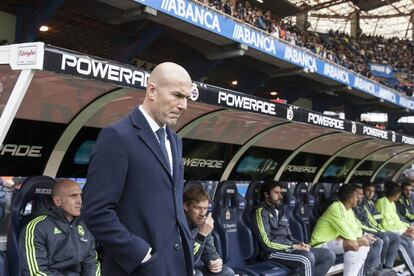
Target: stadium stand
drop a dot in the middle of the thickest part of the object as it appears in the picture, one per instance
(356, 55)
(24, 207)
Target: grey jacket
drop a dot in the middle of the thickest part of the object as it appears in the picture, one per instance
(204, 248)
(51, 245)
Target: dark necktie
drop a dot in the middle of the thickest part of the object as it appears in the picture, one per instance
(161, 136)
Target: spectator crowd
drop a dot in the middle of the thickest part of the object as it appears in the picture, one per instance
(338, 47)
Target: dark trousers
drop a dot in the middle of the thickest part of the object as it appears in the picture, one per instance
(317, 261)
(373, 259)
(389, 248)
(204, 271)
(406, 251)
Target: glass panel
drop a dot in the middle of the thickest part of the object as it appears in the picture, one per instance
(232, 127)
(330, 144)
(58, 98)
(290, 136)
(8, 79)
(359, 151)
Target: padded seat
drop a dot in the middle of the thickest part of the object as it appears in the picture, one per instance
(236, 238)
(24, 207)
(302, 211)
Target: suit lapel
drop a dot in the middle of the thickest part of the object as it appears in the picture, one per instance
(174, 152)
(148, 137)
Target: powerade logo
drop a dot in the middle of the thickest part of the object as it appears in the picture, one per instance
(97, 69)
(203, 163)
(379, 133)
(246, 103)
(336, 73)
(192, 12)
(364, 85)
(325, 121)
(256, 39)
(20, 150)
(301, 58)
(43, 191)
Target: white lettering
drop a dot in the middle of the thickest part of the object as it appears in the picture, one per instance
(301, 169)
(97, 69)
(364, 85)
(21, 150)
(254, 38)
(301, 58)
(379, 133)
(246, 103)
(194, 13)
(325, 121)
(336, 73)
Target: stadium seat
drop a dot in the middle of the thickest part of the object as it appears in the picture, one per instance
(3, 264)
(289, 203)
(233, 233)
(321, 194)
(24, 207)
(302, 211)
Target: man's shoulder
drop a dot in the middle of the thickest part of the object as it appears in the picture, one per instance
(38, 223)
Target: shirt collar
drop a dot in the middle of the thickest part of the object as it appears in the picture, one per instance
(153, 124)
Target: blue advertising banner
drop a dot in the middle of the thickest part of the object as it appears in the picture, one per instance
(381, 70)
(221, 24)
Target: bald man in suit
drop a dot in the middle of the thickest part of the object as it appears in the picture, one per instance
(133, 196)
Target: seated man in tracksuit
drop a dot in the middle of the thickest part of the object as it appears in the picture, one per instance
(339, 230)
(58, 242)
(390, 221)
(271, 229)
(206, 259)
(391, 241)
(405, 204)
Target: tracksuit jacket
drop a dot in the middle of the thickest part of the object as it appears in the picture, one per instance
(336, 222)
(368, 222)
(51, 245)
(272, 229)
(204, 248)
(390, 219)
(405, 208)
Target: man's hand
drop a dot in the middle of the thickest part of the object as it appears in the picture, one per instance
(215, 266)
(301, 246)
(207, 226)
(363, 241)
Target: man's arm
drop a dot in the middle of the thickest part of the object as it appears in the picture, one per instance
(91, 265)
(262, 228)
(210, 251)
(338, 221)
(33, 258)
(102, 192)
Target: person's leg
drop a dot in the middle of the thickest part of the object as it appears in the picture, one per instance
(392, 249)
(406, 250)
(354, 260)
(324, 259)
(296, 259)
(226, 271)
(373, 260)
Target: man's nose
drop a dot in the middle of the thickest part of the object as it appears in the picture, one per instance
(183, 104)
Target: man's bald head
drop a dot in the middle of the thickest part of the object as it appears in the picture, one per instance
(166, 72)
(66, 195)
(168, 88)
(62, 185)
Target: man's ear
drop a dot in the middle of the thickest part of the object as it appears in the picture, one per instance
(151, 90)
(186, 207)
(57, 201)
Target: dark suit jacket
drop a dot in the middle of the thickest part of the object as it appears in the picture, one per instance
(131, 201)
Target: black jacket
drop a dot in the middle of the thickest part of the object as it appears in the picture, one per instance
(51, 245)
(204, 248)
(272, 230)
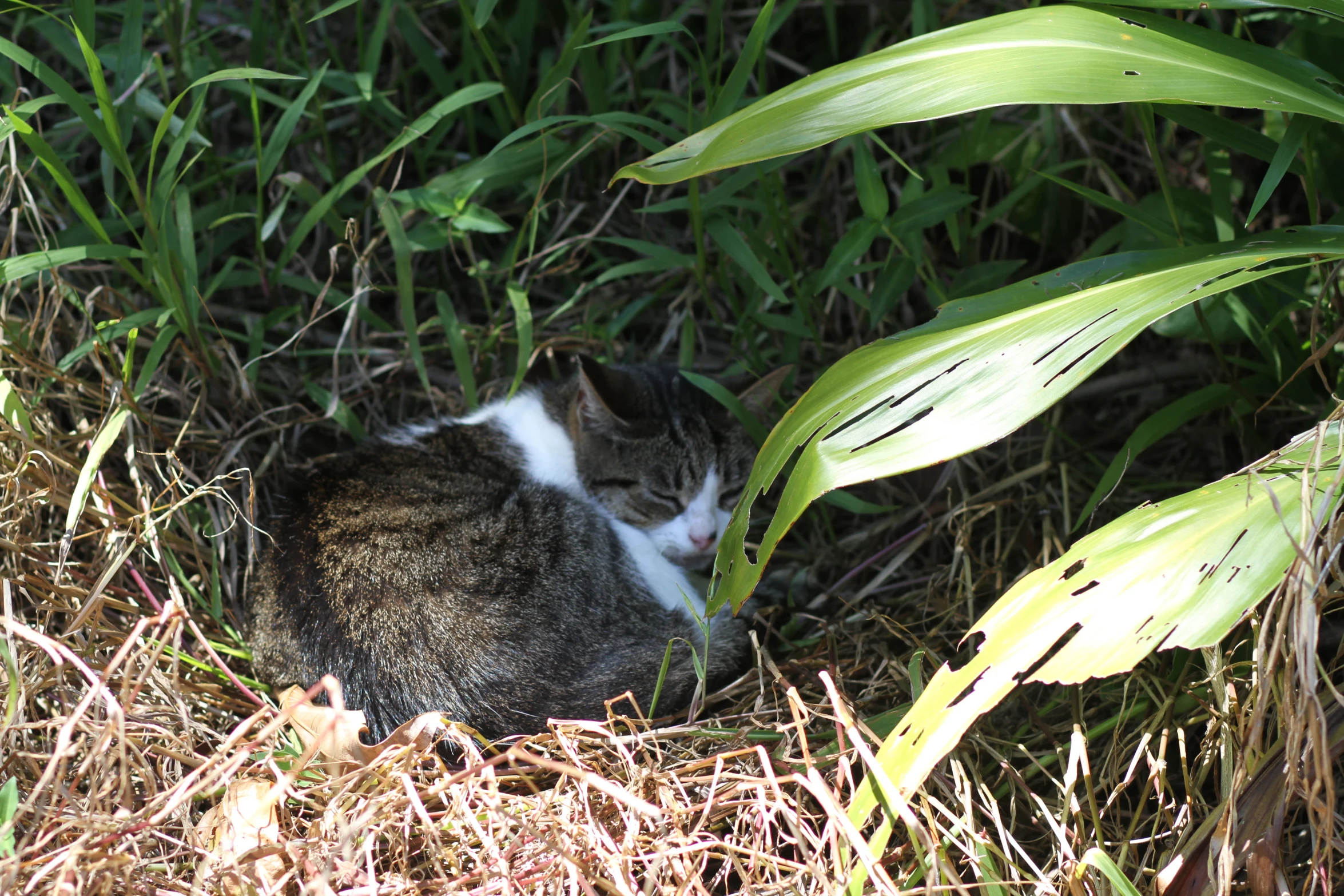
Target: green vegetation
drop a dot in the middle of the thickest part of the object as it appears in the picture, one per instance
(1092, 252)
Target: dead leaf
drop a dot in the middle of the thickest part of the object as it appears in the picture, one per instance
(242, 837)
(336, 731)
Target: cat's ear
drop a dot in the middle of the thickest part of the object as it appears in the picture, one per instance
(761, 397)
(600, 395)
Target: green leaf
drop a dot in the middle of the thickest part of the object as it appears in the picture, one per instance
(343, 416)
(13, 409)
(1156, 225)
(458, 345)
(727, 399)
(97, 451)
(287, 124)
(9, 794)
(1283, 156)
(1058, 54)
(935, 393)
(331, 9)
(405, 282)
(742, 69)
(19, 266)
(1156, 426)
(1175, 574)
(414, 131)
(730, 241)
(1226, 132)
(523, 324)
(867, 182)
(642, 31)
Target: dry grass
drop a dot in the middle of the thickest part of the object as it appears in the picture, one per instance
(128, 711)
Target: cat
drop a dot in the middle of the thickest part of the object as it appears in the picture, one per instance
(522, 563)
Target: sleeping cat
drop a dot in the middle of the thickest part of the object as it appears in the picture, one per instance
(522, 563)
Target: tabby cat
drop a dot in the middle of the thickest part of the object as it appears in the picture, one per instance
(522, 563)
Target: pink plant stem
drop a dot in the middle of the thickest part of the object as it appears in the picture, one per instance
(229, 674)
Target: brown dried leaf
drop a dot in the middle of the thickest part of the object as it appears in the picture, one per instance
(242, 837)
(336, 731)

++++++

--- BRIEF ---
Reproduce the whole listing exactly, but not the images in it.

--- EXERCISE OUTPUT ---
Target: stadium stand
drop a dot in the middle of the thickest part of the object as it appears in the picture, one per instance
(356, 55)
(24, 207)
Target: grey jacket
drop a dot in the middle of the thickest part of the object as it appears in the picture, one per instance
(204, 248)
(51, 245)
Target: dark necktie
drop a dot in the middle of the thickest part of the object as it appears in the picture, one per instance
(161, 136)
Target: spectator crowd
drop a dot in the middle of the thickest part of the object as it appears in the picture, one per instance
(338, 47)
Target: dark trousers
drop a dot in the middle of the thickest part of the object as it appears in the picture, one per instance
(317, 261)
(373, 259)
(389, 248)
(204, 271)
(406, 251)
Target: glass panel
drop a dot in the middle of the thickest part of the object as it appears in the picture, one per instance
(232, 127)
(330, 144)
(58, 98)
(290, 136)
(8, 79)
(359, 151)
Target: padded seat
drop a dot in the middle of the thickest part of the object as it appears in the picture, one per instance
(236, 238)
(24, 207)
(302, 211)
Target: suit lapel
drop a dot in the middle of the thickest part of the object as it appears in the picture, one per instance
(174, 152)
(148, 137)
Target: powerade logo
drop a dot in the middle of the thickest part of the object as it appears in the picture, one per instance
(97, 69)
(203, 163)
(379, 133)
(246, 103)
(336, 73)
(192, 12)
(364, 85)
(325, 121)
(256, 39)
(20, 150)
(301, 58)
(43, 191)
Target: white lettering
drop a dot in the middle of the thickest part of the object as it appears in the picture, one per instance
(301, 169)
(97, 69)
(364, 85)
(21, 150)
(254, 38)
(301, 58)
(379, 133)
(246, 103)
(194, 13)
(325, 121)
(336, 73)
Target: stadium seat
drop a dot in the middle of the thickest part of the object as it appears in the picture, one per instance
(3, 264)
(289, 203)
(233, 233)
(321, 194)
(24, 207)
(302, 211)
Target: man's shoulder
drop a dot in the middle of the thickest part of the object as it appears in the picture, one per instance
(38, 223)
Target: shirt collar
drop a dot in the middle of the thickest part of the object as it appears in the picture, one per instance
(153, 124)
Target: blue advertising banner
drop a dot in the middle of the thickest part of the object as it appears in the picture, one per instance
(381, 70)
(221, 24)
Target: bald man in suit
drop a dot in the middle of the thickest part of the object as it appears in the picture, one per instance
(133, 196)
Target: seated man in tracksuit
drop a dot in the middle of the thickest part of the object as it appears in the picture, one per instance
(339, 230)
(58, 242)
(390, 221)
(271, 229)
(206, 259)
(391, 241)
(405, 204)
Target: tracksuit jacket
drop a dot in the middle of the thickest part of the object as it appears in the picture, one per instance
(336, 222)
(368, 222)
(51, 245)
(272, 229)
(204, 248)
(390, 219)
(405, 208)
Target: man's hand
drop a dot in the middle of the thickest part of the object as it appears in the picture, one per instance
(215, 266)
(301, 246)
(207, 226)
(363, 241)
Target: man's arm
drop a dot in the middle of the thickest part of the object as it appears in the picture, one per instance
(91, 265)
(262, 228)
(210, 251)
(338, 221)
(33, 258)
(102, 192)
Target: person's leg
drop a dot in the middle of the thickest part of the object as it appears in the picture, one per instance
(392, 249)
(406, 250)
(354, 260)
(324, 259)
(296, 259)
(226, 271)
(373, 260)
Target: man's nose
drop a dot in the middle of the thickest part of the object as it appears in the picture, one per instance
(183, 104)
Target: man's bald head
drop a dot in the middle of the thickest part of the object as it appears in the picture, one per instance
(166, 72)
(66, 195)
(168, 88)
(62, 185)
Target: man's ear
drop a dot in the middle of the thickest part of the object as it appears in the picture, one per instance
(151, 90)
(186, 207)
(57, 201)
Target: dark suit jacket
drop a dot in the middle of the thickest part of the object as it appears in the picture, one per instance
(131, 201)
Target: black jacket
drop a dot in the middle of the thickest part of the object as it appears in the picture, one per instance
(51, 245)
(204, 248)
(272, 230)
Target: green vegetation
drop a dot in the middle of the thickest part of the object as it appears in the picture, one per instance
(1092, 252)
Target: dead leaf
drop a dot in the middle of the thickest part of the object as it appears in the picture, one per instance
(242, 837)
(336, 731)
Target: cat's ear
drop a dot in the middle of the thickest part of the object as it appears in the picture, one per instance
(761, 397)
(600, 395)
Target: green leaf
drop a dot in the middle of the thickest part of the object as it appears in the picture, one per instance
(343, 416)
(13, 409)
(1156, 225)
(458, 345)
(727, 399)
(97, 451)
(287, 124)
(9, 794)
(1283, 156)
(1058, 54)
(935, 393)
(331, 9)
(405, 282)
(742, 69)
(19, 266)
(1156, 426)
(1175, 574)
(414, 131)
(730, 241)
(1226, 132)
(523, 324)
(867, 182)
(642, 31)
Target: dry grass
drop a dot in the middle of the thickest part of the object as it appears in the picture, one per instance
(128, 711)
Target: cat
drop a dot in the middle of the thickest part of the object as it appears in the picture, one per instance
(522, 563)
Target: sleeping cat
drop a dot in the middle of the thickest part of the object as it appears in the picture, one per instance
(522, 563)
Target: tabby cat
drop a dot in the middle of the thickest part of the object as it appears in the picture, one per instance
(522, 563)
Target: pink plant stem
drop a dot in the middle of the thickest part of the object as it appears in the picture, one per instance
(229, 674)
Target: brown dried leaf
drop a dot in the middle of the thickest part of the object as it appears in the picture, one per instance
(242, 837)
(336, 731)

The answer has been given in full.